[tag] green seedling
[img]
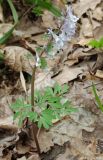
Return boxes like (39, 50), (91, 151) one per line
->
(11, 84), (76, 129)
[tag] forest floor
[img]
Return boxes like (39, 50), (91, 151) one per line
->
(0, 0), (103, 160)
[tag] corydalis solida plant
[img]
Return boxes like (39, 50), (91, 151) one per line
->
(48, 6), (79, 55)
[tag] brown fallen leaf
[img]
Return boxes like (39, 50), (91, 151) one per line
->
(73, 0), (101, 17)
(92, 7), (103, 21)
(53, 66), (86, 84)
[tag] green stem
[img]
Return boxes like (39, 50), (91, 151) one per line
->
(31, 66), (40, 154)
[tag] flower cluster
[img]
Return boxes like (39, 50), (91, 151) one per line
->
(48, 6), (78, 55)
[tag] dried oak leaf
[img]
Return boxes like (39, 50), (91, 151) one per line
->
(4, 46), (34, 75)
(73, 0), (101, 17)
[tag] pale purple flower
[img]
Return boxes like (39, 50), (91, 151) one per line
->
(48, 6), (78, 55)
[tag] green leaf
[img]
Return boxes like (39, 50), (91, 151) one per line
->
(38, 0), (61, 17)
(7, 0), (18, 23)
(92, 83), (103, 112)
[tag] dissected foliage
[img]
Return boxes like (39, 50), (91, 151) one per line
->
(11, 84), (76, 129)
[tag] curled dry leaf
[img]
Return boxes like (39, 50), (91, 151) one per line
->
(73, 0), (101, 17)
(4, 46), (34, 75)
(54, 66), (83, 85)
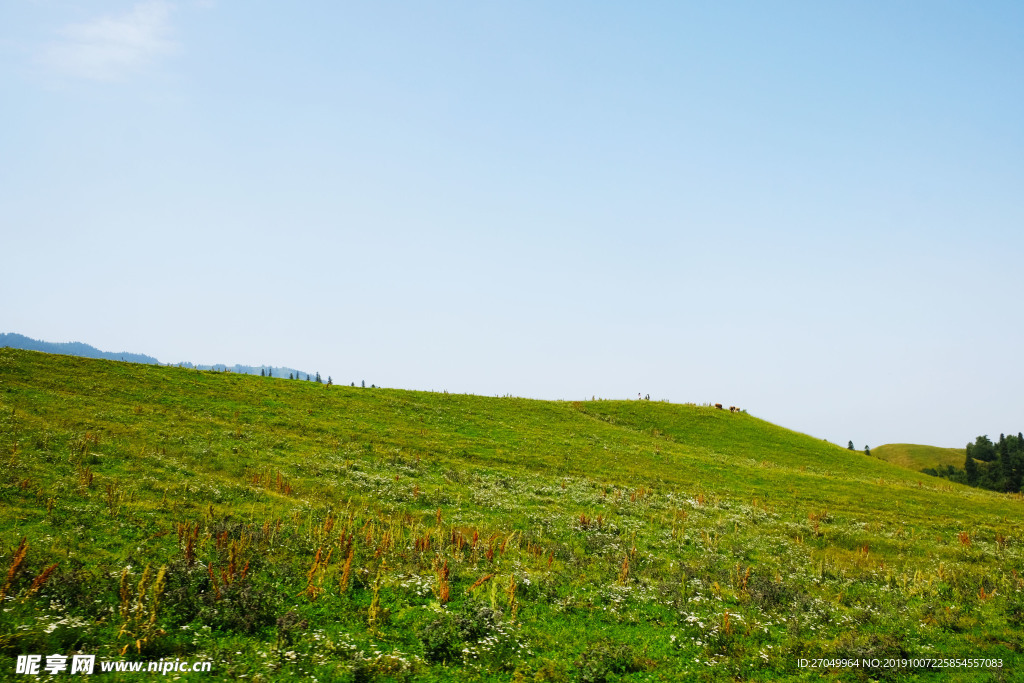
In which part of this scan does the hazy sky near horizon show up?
[0,0,1024,449]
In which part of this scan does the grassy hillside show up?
[871,443,967,472]
[0,349,1024,681]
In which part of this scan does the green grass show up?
[0,349,1024,681]
[871,443,967,472]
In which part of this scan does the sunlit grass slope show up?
[871,443,967,472]
[0,349,1024,681]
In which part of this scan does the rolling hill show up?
[871,443,967,472]
[0,349,1024,681]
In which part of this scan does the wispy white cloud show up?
[41,0,177,81]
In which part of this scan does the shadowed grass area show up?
[0,349,1024,681]
[871,443,967,472]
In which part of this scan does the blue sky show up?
[0,0,1024,447]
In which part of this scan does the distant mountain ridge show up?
[0,333,160,366]
[0,332,316,379]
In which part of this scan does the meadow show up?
[0,348,1024,682]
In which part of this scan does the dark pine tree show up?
[964,454,980,486]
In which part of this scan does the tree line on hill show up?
[922,432,1024,494]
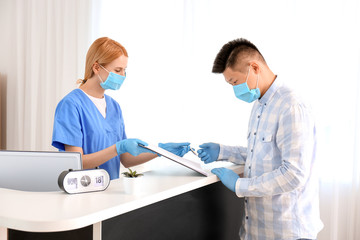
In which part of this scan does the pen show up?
[190,148,197,156]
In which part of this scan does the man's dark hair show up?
[212,38,266,73]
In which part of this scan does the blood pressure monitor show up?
[58,169,110,194]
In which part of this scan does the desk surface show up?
[0,158,243,232]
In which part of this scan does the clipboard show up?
[139,144,209,177]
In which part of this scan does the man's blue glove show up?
[116,138,153,156]
[197,143,220,163]
[158,142,190,157]
[211,168,240,192]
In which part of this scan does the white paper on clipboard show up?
[139,144,208,176]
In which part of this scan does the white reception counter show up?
[0,158,243,239]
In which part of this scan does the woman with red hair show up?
[52,37,190,179]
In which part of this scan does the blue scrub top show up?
[52,89,126,179]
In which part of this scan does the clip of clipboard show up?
[139,144,209,177]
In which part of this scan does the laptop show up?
[0,151,82,192]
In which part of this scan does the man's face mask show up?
[98,65,126,90]
[233,67,260,103]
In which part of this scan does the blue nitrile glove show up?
[197,143,220,163]
[158,142,190,157]
[116,138,153,156]
[211,168,240,192]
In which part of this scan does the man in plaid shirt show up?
[198,39,323,240]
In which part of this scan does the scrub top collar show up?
[259,75,282,105]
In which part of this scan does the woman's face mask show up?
[98,65,126,90]
[233,67,260,103]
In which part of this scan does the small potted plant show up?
[122,168,144,195]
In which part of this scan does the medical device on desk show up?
[58,169,110,194]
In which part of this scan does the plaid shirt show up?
[218,79,323,240]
◆ ◆ ◆ ◆ ◆
EXERCISE AIM: Reproduce all of the material above word for word, leaving out the pictures.

RESPONSE BELOW:
[tag] green seedling
[img]
Return boxes like (39, 50), (91, 151) one per line
->
(11, 84), (76, 129)
[tag] forest floor
[img]
Return boxes like (39, 50), (91, 151) one per line
->
(0, 0), (103, 160)
[tag] corydalis solida plant
[img]
Return boxes like (39, 50), (91, 151) one per line
->
(48, 6), (79, 55)
[tag] brown fallen leaf
[img]
Return boxes like (39, 50), (91, 151) one per line
->
(73, 0), (101, 17)
(92, 7), (103, 21)
(53, 66), (86, 84)
[tag] green stem
[img]
Return boxes like (39, 50), (91, 151) one per line
->
(31, 66), (40, 154)
[tag] flower cluster
[img]
Return boxes like (39, 50), (91, 151) one per line
->
(48, 6), (78, 55)
[tag] dried oak leaf
[img]
Return boxes like (39, 50), (91, 151) one per line
->
(4, 46), (34, 75)
(73, 0), (101, 17)
[tag] pale purple flower
[img]
Return boxes like (39, 50), (91, 151) one per line
->
(48, 6), (78, 55)
[tag] green leaf
[img]
Return boxes like (39, 50), (91, 151) one per line
->
(38, 0), (61, 17)
(7, 0), (18, 23)
(92, 83), (103, 112)
[tag] dissected foliage
[img]
Return boxes like (39, 50), (91, 151) one per line
->
(11, 84), (76, 129)
[tag] curled dry leaf
[img]
Return boxes like (39, 50), (91, 151) one per line
->
(73, 0), (101, 17)
(4, 46), (34, 75)
(54, 66), (83, 85)
In which part of this scan does the hazy sky near horizon show up?
[0,0,1024,449]
In which part of this scan does the grassy hillside show up?
[871,443,967,472]
[0,349,1024,681]
In which part of this scan does the green grass show up?
[0,349,1024,681]
[871,443,967,472]
In which part of this scan does the sunlit grass slope show up?
[871,443,967,472]
[0,349,1024,681]
In which part of this scan does the rolling hill show up?
[871,443,967,472]
[0,349,1024,681]
In which part of this scan does the wispy white cloud show up?
[41,0,177,81]
In which part of this scan does the shadowed grass area show up?
[0,349,1024,681]
[871,443,967,472]
In which part of this scan does the blue sky show up?
[0,0,1024,447]
In which part of this scan does the distant mountain ridge show up?
[0,333,160,366]
[0,332,316,379]
In which part of this scan does the meadow show up?
[0,348,1024,682]
In which part of this scan does the dark pine tree show up?
[964,454,980,486]
In which part of this scan does the tree line on hill show up?
[922,432,1024,494]
In which part of this scan does the pen show up?
[190,148,197,156]
In which part of this scan does the man's dark hair show up?
[212,38,266,73]
In which part of this scan does the blood pressure monitor show up?
[58,169,110,194]
In which part of this scan does the desk surface show up?
[0,158,243,232]
In which part of this scan does the clipboard show up?
[139,144,209,177]
In which part of this scan does the man's blue glove show up?
[116,138,153,156]
[197,143,220,163]
[158,142,190,157]
[211,168,240,192]
In which part of this scan does the white paper on clipboard show up?
[139,144,208,176]
In which part of this scan does the white reception counter show up?
[0,158,243,239]
In which part of this scan does the woman with red hair show up?
[52,37,190,179]
In which part of this scan does the blue scrub top show up?
[52,89,126,179]
In which part of this scan does the clip of clipboard show up?
[139,144,209,177]
In which part of this scan does the laptop show up?
[0,151,82,192]
In which part of this scan does the man's face mask show up?
[98,65,126,90]
[233,67,260,103]
In which part of this scan does the blue nitrile glove show up?
[197,143,220,163]
[158,142,190,157]
[116,138,153,156]
[211,168,240,192]
In which part of this scan does the man in plaid shirt show up?
[198,39,323,240]
In which part of this scan does the scrub top collar show up?
[259,75,282,105]
In which part of this scan does the woman's face mask show up?
[98,65,126,90]
[233,67,260,103]
In which part of this scan does the small potted plant show up?
[122,168,144,195]
In which part of this scan does the medical device on desk show up?
[58,169,110,194]
In which part of this scan does the plaid shirt show up?
[218,79,323,240]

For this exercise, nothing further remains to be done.